What is expected: Carry on the piece about guerrilla librarians, picking up right after its last sentence.

Selected extract:
________________
= Guerrilla librarian =

A guerrilla librarian is a person who may or may not be a professional librarian, but has otherwise taken up the stewardship of books or other material. This stewardship is usually outside the acceptance of authority figures, hence the guerrilla or underground nature of the action taken. Guerrilla librarianship can be politicized and occasionally controversial.

==Early history of guerrilla librarians, 1990s==
With the rise of electronic resources, some more “traditional” librarians in the San Francisco Public Library system were reported to hide books to protect them from destruction. In a column in the April 1997 ALA publication American Libraries, the reference librarian Will Manley referred to these librarians as “guerrilla librarians.” The librarians attempted to save the books marked for destruction or the discard pile by stamping them with incorrect due dates.

===Background===
In 1987, a planning study was conducted by library consultants Becker & Hayes Inc. This study found that “The library will pursue an active 'weeding' program in the next two decades to extend the useful life of the facility... up to 50 percent of the material could be located off-site.” In 1988, Proposition A was passed by voters to provide $109.5 million for the New Main Library to double existing space and would be applied to just the new building. Other resources such as furniture and equipment had to be covered by the public-private partnership called The Library Foundation. After the October 17, 1989 earthquake in San Francisco, City Librarian Ken Dowlin applied to the Federal Emergency Management Authority for a $1 million grant. With this funding, he changed the organization of the books from the Dewey Decimal System to a system he referred to as “leveled access.”
________________
Data excerpts:
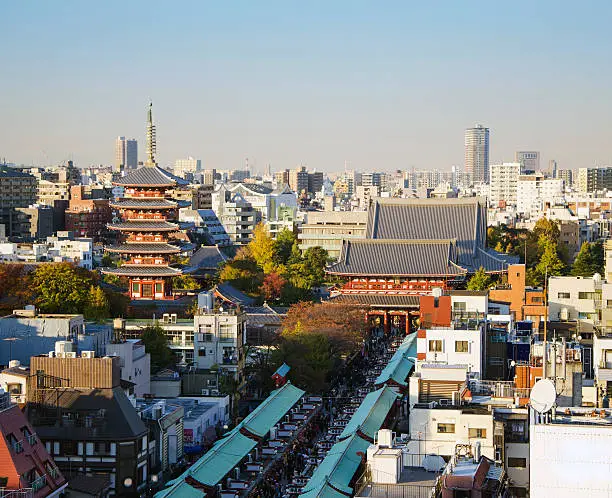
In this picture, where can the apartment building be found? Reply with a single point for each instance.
(329, 229)
(86, 421)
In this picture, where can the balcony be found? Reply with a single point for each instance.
(18, 446)
(39, 483)
(16, 493)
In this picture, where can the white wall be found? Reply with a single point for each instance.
(425, 437)
(567, 461)
(572, 286)
(472, 358)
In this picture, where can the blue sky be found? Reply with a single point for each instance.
(383, 85)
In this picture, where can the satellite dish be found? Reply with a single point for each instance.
(543, 396)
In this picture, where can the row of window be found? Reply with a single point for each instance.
(472, 432)
(581, 295)
(435, 346)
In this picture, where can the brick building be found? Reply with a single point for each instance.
(86, 217)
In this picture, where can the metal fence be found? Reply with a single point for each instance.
(16, 493)
(406, 490)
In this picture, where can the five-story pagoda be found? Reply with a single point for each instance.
(147, 214)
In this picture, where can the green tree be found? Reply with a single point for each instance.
(156, 344)
(480, 280)
(262, 248)
(185, 282)
(283, 246)
(242, 271)
(590, 260)
(310, 357)
(550, 264)
(97, 307)
(547, 228)
(61, 288)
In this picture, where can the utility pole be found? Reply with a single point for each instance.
(544, 365)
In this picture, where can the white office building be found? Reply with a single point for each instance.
(126, 153)
(477, 153)
(185, 167)
(535, 192)
(570, 455)
(503, 183)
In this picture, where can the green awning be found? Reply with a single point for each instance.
(271, 410)
(337, 469)
(400, 364)
(371, 414)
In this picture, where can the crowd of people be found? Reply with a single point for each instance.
(287, 475)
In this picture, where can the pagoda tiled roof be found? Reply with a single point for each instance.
(129, 202)
(376, 257)
(145, 226)
(378, 300)
(141, 248)
(463, 220)
(150, 176)
(128, 270)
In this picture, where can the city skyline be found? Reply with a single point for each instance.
(382, 89)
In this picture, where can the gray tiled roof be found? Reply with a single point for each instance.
(153, 176)
(120, 421)
(230, 293)
(464, 220)
(142, 271)
(129, 202)
(253, 187)
(145, 248)
(7, 172)
(143, 225)
(379, 300)
(207, 257)
(396, 257)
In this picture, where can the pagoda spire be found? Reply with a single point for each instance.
(151, 139)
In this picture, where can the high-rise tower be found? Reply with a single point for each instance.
(147, 224)
(151, 139)
(126, 154)
(477, 153)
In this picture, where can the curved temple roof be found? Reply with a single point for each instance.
(150, 176)
(144, 248)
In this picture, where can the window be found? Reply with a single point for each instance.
(226, 332)
(446, 428)
(69, 447)
(102, 448)
(461, 347)
(435, 346)
(477, 433)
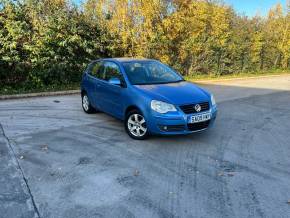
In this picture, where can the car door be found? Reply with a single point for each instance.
(95, 75)
(112, 94)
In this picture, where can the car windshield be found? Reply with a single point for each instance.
(150, 72)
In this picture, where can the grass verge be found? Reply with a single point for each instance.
(197, 76)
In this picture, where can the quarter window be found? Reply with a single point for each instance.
(97, 70)
(112, 70)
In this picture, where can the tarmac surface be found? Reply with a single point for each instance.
(57, 161)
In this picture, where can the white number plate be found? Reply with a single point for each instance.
(199, 118)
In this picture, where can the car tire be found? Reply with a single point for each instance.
(135, 125)
(86, 105)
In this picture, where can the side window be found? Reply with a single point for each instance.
(97, 70)
(112, 70)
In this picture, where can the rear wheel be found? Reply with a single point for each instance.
(87, 107)
(135, 125)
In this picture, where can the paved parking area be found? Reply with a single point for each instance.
(56, 161)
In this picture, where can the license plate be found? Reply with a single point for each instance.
(199, 118)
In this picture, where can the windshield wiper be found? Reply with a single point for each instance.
(156, 83)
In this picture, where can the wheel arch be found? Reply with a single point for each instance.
(131, 108)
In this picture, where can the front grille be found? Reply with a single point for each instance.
(172, 128)
(198, 126)
(190, 108)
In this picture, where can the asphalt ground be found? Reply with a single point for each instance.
(57, 161)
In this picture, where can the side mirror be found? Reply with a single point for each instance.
(115, 81)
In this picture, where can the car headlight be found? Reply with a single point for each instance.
(212, 100)
(162, 107)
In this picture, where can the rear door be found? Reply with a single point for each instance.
(112, 94)
(95, 75)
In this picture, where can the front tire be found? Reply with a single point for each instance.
(86, 105)
(136, 126)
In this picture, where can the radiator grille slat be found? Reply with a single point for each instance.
(190, 108)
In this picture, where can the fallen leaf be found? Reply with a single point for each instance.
(136, 173)
(44, 147)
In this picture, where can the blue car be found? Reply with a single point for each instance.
(150, 97)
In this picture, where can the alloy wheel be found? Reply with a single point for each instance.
(137, 125)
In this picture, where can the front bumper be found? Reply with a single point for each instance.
(177, 123)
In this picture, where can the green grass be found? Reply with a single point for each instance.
(22, 89)
(236, 75)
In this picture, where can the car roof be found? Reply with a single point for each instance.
(124, 60)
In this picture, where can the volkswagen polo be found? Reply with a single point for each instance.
(150, 97)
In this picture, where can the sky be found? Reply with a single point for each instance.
(247, 7)
(251, 7)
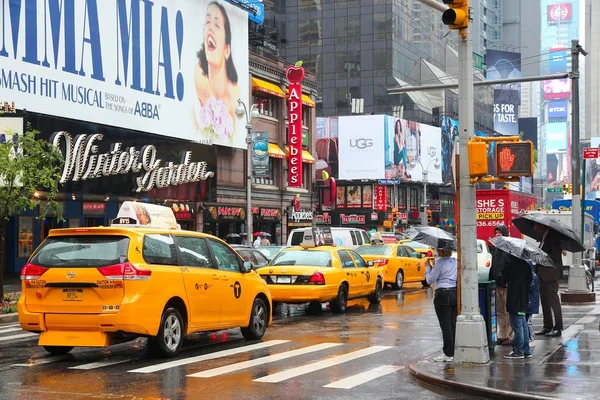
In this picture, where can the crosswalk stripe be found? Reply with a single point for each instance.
(263, 360)
(364, 377)
(316, 366)
(205, 357)
(6, 330)
(19, 336)
(98, 364)
(41, 361)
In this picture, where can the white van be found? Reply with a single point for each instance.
(343, 237)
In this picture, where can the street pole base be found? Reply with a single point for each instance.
(571, 297)
(471, 344)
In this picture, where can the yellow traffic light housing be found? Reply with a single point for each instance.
(477, 158)
(514, 159)
(457, 15)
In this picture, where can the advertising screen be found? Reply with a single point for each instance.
(172, 68)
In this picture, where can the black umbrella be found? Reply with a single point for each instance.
(435, 237)
(522, 249)
(568, 238)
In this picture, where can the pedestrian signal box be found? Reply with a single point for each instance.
(514, 159)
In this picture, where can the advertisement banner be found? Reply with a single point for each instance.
(556, 136)
(295, 75)
(172, 68)
(557, 109)
(557, 89)
(361, 147)
(260, 155)
(506, 112)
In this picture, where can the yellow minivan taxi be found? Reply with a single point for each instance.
(100, 286)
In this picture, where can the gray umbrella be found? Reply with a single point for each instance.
(435, 237)
(568, 238)
(522, 249)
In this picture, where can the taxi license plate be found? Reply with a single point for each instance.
(72, 294)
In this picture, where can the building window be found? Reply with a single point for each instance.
(267, 105)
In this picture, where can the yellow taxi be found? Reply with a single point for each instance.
(142, 276)
(401, 262)
(319, 274)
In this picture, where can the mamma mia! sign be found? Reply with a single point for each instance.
(173, 68)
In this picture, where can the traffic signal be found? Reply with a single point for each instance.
(457, 15)
(514, 159)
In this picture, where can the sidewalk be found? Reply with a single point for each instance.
(561, 368)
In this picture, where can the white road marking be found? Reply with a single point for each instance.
(41, 361)
(363, 377)
(98, 364)
(263, 360)
(19, 336)
(6, 330)
(211, 356)
(319, 365)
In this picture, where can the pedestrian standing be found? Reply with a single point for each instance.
(500, 260)
(534, 303)
(443, 275)
(518, 278)
(549, 278)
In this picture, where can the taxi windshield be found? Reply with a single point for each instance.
(317, 258)
(82, 251)
(375, 250)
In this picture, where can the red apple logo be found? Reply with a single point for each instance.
(295, 73)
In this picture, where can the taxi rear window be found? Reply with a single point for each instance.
(317, 258)
(374, 250)
(81, 251)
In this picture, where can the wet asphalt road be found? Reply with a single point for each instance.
(363, 354)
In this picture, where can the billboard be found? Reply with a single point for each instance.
(556, 136)
(558, 109)
(172, 68)
(506, 111)
(361, 146)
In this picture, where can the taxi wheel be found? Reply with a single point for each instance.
(377, 295)
(339, 304)
(170, 334)
(258, 321)
(399, 280)
(58, 350)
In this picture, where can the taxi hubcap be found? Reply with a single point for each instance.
(172, 332)
(258, 320)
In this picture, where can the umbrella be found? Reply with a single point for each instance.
(435, 237)
(522, 249)
(568, 238)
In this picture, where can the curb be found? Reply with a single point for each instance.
(6, 318)
(469, 389)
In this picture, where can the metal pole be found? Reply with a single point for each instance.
(249, 181)
(471, 336)
(424, 216)
(576, 276)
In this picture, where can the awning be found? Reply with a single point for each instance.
(275, 151)
(267, 87)
(306, 156)
(307, 101)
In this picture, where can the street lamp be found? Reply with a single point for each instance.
(425, 176)
(242, 111)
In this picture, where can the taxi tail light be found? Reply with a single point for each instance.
(125, 271)
(317, 279)
(31, 272)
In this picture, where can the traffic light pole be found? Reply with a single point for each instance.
(471, 344)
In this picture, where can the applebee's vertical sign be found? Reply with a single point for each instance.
(295, 74)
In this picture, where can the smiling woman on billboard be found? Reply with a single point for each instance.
(216, 78)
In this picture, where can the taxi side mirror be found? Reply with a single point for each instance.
(246, 267)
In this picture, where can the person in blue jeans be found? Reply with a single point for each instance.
(517, 275)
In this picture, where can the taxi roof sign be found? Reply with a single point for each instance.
(133, 213)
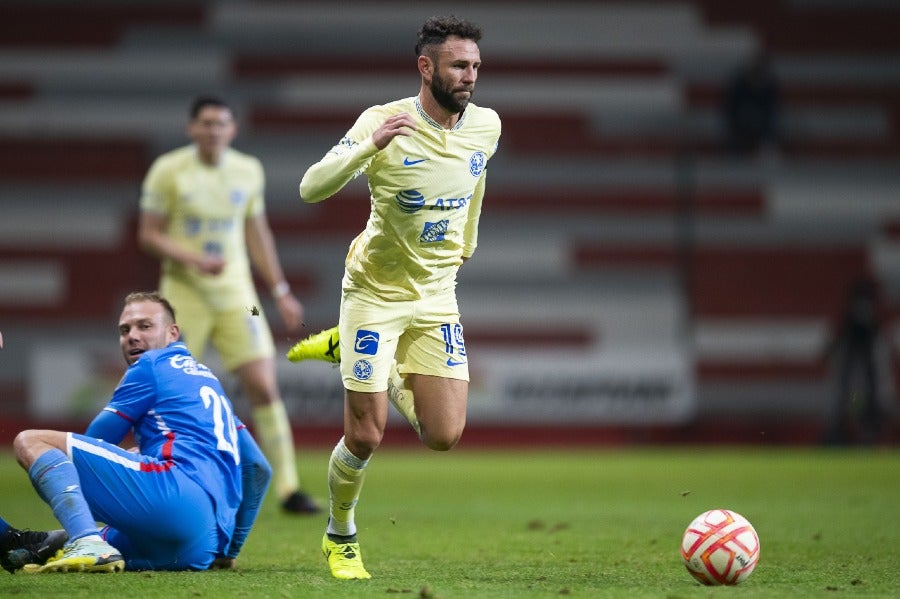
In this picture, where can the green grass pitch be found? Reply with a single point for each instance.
(547, 523)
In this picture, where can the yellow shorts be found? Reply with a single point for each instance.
(238, 335)
(424, 336)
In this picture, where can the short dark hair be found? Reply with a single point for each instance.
(151, 296)
(201, 102)
(436, 30)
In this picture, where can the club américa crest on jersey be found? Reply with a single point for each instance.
(477, 162)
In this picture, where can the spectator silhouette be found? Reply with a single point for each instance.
(752, 107)
(854, 349)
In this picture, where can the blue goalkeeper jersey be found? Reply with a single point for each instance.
(180, 414)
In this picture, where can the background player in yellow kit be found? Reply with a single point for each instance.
(425, 159)
(203, 214)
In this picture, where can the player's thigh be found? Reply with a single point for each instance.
(369, 331)
(434, 344)
(195, 319)
(241, 336)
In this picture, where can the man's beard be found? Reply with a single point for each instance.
(445, 97)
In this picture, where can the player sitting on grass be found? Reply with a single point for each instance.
(186, 499)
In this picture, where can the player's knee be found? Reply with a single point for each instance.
(26, 446)
(443, 440)
(362, 442)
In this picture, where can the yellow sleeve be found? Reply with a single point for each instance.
(345, 161)
(156, 188)
(470, 235)
(256, 203)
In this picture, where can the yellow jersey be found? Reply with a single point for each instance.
(206, 207)
(426, 193)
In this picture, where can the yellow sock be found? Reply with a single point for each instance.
(402, 397)
(346, 473)
(273, 432)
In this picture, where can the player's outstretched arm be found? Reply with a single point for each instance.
(255, 476)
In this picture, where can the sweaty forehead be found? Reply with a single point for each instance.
(455, 48)
(137, 311)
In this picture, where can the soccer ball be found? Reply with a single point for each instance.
(720, 547)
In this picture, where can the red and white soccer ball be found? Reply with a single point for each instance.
(720, 547)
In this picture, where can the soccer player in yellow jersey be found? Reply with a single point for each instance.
(400, 334)
(203, 214)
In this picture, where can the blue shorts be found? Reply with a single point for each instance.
(157, 517)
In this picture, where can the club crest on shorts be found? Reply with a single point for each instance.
(362, 370)
(366, 342)
(477, 162)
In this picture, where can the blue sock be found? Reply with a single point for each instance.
(55, 479)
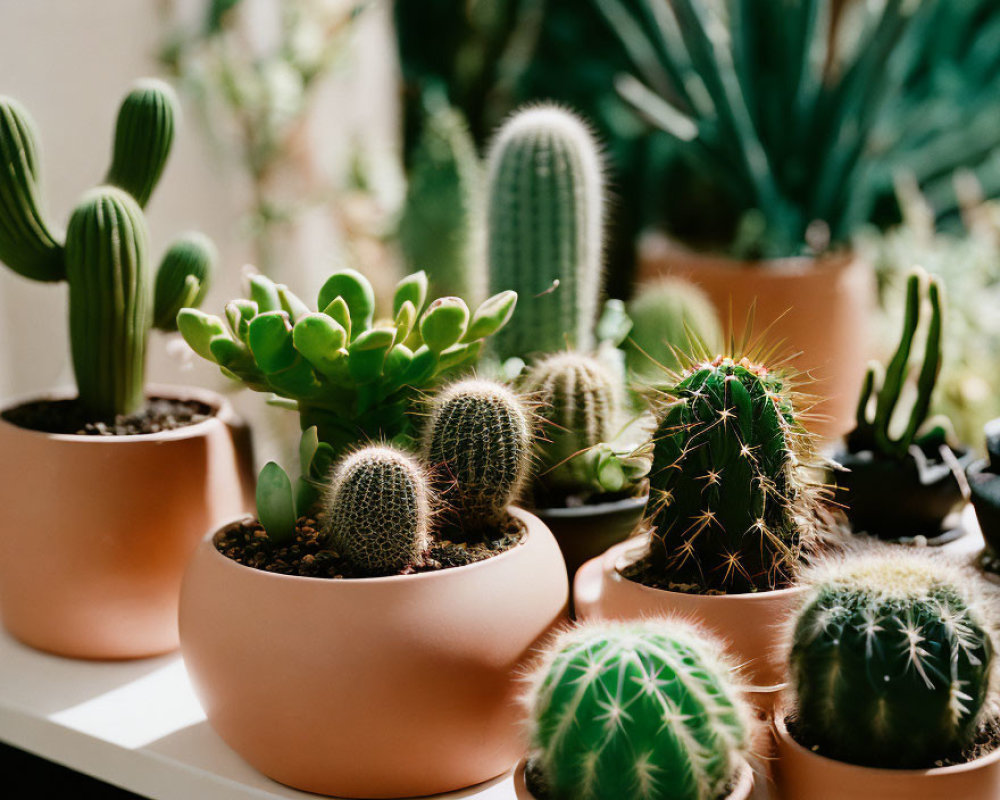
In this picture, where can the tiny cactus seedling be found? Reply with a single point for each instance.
(640, 710)
(891, 661)
(544, 220)
(478, 442)
(378, 510)
(104, 255)
(729, 506)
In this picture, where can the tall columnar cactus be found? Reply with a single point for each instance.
(378, 510)
(891, 661)
(873, 432)
(636, 710)
(729, 508)
(438, 227)
(669, 318)
(104, 257)
(478, 442)
(544, 224)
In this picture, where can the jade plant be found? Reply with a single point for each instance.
(350, 375)
(104, 254)
(891, 660)
(731, 507)
(635, 710)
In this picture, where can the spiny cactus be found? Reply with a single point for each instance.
(544, 223)
(104, 258)
(478, 442)
(669, 317)
(873, 432)
(636, 710)
(729, 507)
(353, 378)
(378, 510)
(437, 231)
(891, 661)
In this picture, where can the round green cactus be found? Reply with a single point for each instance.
(478, 442)
(544, 224)
(378, 510)
(891, 661)
(109, 301)
(669, 317)
(636, 710)
(729, 505)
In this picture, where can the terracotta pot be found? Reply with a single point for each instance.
(801, 774)
(372, 687)
(820, 309)
(584, 532)
(742, 790)
(749, 623)
(97, 531)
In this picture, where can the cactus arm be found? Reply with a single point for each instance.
(27, 243)
(144, 135)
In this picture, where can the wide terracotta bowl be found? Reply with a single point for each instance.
(741, 791)
(750, 624)
(801, 774)
(96, 531)
(373, 687)
(820, 309)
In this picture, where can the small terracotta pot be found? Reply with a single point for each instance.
(584, 532)
(749, 623)
(372, 687)
(801, 774)
(742, 790)
(820, 309)
(96, 531)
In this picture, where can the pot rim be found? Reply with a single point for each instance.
(614, 558)
(524, 516)
(220, 406)
(786, 740)
(591, 510)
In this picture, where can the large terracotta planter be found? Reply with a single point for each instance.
(374, 687)
(741, 791)
(96, 532)
(750, 624)
(801, 774)
(820, 309)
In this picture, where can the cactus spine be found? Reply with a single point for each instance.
(890, 661)
(478, 443)
(728, 505)
(544, 222)
(378, 510)
(637, 710)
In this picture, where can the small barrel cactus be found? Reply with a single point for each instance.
(478, 442)
(544, 223)
(636, 710)
(729, 505)
(669, 318)
(891, 661)
(378, 510)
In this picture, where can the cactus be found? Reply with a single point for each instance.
(873, 432)
(729, 507)
(104, 257)
(636, 710)
(669, 317)
(353, 378)
(544, 223)
(478, 442)
(891, 660)
(378, 510)
(437, 229)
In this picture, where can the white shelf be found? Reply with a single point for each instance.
(136, 725)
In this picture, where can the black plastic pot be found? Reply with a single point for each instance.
(901, 500)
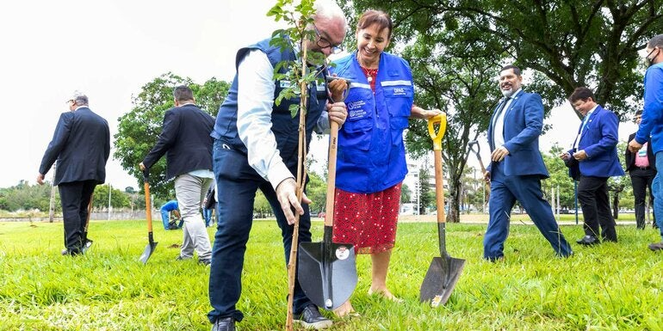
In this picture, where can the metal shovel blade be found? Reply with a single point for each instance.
(440, 280)
(87, 245)
(327, 272)
(149, 249)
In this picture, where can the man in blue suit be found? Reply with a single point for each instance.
(595, 149)
(81, 146)
(185, 138)
(516, 167)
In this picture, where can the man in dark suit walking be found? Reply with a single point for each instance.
(595, 149)
(641, 166)
(516, 167)
(187, 144)
(81, 146)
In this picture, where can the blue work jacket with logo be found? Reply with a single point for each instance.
(371, 153)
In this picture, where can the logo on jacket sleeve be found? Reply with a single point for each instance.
(355, 109)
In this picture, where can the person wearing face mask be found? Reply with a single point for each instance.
(642, 170)
(595, 150)
(651, 125)
(516, 167)
(371, 155)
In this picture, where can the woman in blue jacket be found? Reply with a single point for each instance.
(371, 155)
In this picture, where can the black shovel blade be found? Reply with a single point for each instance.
(327, 273)
(440, 280)
(87, 245)
(149, 249)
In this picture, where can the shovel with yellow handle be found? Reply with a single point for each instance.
(445, 270)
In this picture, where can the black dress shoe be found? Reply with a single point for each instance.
(588, 240)
(224, 324)
(311, 318)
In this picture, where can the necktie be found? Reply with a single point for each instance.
(498, 113)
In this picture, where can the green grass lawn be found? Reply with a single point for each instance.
(607, 287)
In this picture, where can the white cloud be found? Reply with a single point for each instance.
(109, 49)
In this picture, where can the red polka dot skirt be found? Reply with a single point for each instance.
(367, 220)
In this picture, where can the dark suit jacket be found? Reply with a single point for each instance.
(523, 121)
(81, 145)
(599, 140)
(630, 157)
(186, 140)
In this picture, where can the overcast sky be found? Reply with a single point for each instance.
(109, 49)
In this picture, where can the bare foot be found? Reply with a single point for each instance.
(345, 310)
(384, 292)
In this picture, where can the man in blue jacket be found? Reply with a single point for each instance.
(255, 148)
(188, 147)
(595, 150)
(652, 124)
(517, 167)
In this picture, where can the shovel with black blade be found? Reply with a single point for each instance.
(327, 270)
(149, 249)
(445, 270)
(87, 243)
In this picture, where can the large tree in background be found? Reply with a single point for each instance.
(590, 43)
(456, 47)
(139, 129)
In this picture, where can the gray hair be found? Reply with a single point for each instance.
(329, 9)
(656, 41)
(79, 99)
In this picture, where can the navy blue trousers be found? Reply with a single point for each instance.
(237, 184)
(74, 198)
(504, 191)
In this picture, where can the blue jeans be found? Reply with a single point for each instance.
(657, 189)
(237, 184)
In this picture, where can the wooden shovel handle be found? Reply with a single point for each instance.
(331, 174)
(148, 203)
(437, 148)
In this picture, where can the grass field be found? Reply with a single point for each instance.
(606, 287)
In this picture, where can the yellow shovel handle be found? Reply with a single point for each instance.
(437, 137)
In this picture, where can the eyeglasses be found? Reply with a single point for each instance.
(650, 53)
(324, 43)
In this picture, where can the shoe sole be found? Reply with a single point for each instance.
________________
Answer area:
The Mercury Project involved the purchase of new computers, including a supercomputer from the Digital Equipment Corporation (DEC) for an online Public Access Catalogue (OPAC). The Alexandrian Project aimed to build a new main library building using computers and electronic resources more than books. In 1995, 250,000 library books were weeded, including old, rare and some last copies. Some librarians resisted this idea of the “Library of the Future” that Dowlin
had envisioned. This resistance to these changes created the term “guerrilla librarian,” a librarian who saves books from destruction by either hiding them or stamping them to make the books appear that they had been in recent circulation.

In the Word Watch of April 1997, The Atlantic Monthly defined guerrilla librarianship as “the use of surreptitious measures by librarians determined to resist the large-scale 'deaccessioning' of rarely used books: 'A branch librarian ... sometimes goes around with a due-date stamp, furtively stamping into currency books that she feels are imperiled.... [Employees of the San Francisco Public Library] call it “guerrilla librarianship”' (The New Yorker).”

==Current guerrilla librarianship==
In more recent history, the term “guerrilla librarian” has been used to refer to Mick Jones of The Clash. His recent efforts in July 2009 created the Rock-n-Roll Public Library in London. Including 10,000 items from the guitarist's private collection, the library also contains Clash artwork and Beatles memorabilia. This exhibition is free as a “direct artistic challenge to the likes of the corporate British Music Experience.”

Other guerrilla librarians include organizations such as Biologists Helping Bookstores, private citizen scientists re-shelving books to prevent pseudoscience from being placed in with the science categories. In comparison to the original 1997 usage of the term, this version of guerrilla librarianship involves the removal or rearrangement of books by the general public regarding bookstores as opposed to librarians in public library settings.